* [Work item] Each record must appear in the answer exactly as given.

Records from a collection:
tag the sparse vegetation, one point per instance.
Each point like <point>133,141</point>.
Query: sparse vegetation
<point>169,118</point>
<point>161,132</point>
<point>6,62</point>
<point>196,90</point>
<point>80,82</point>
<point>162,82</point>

* [Your solution]
tag the sparse vegetation, one point per instance.
Each point like <point>133,141</point>.
Query: sparse vegetation
<point>169,118</point>
<point>161,132</point>
<point>6,62</point>
<point>196,90</point>
<point>80,82</point>
<point>162,82</point>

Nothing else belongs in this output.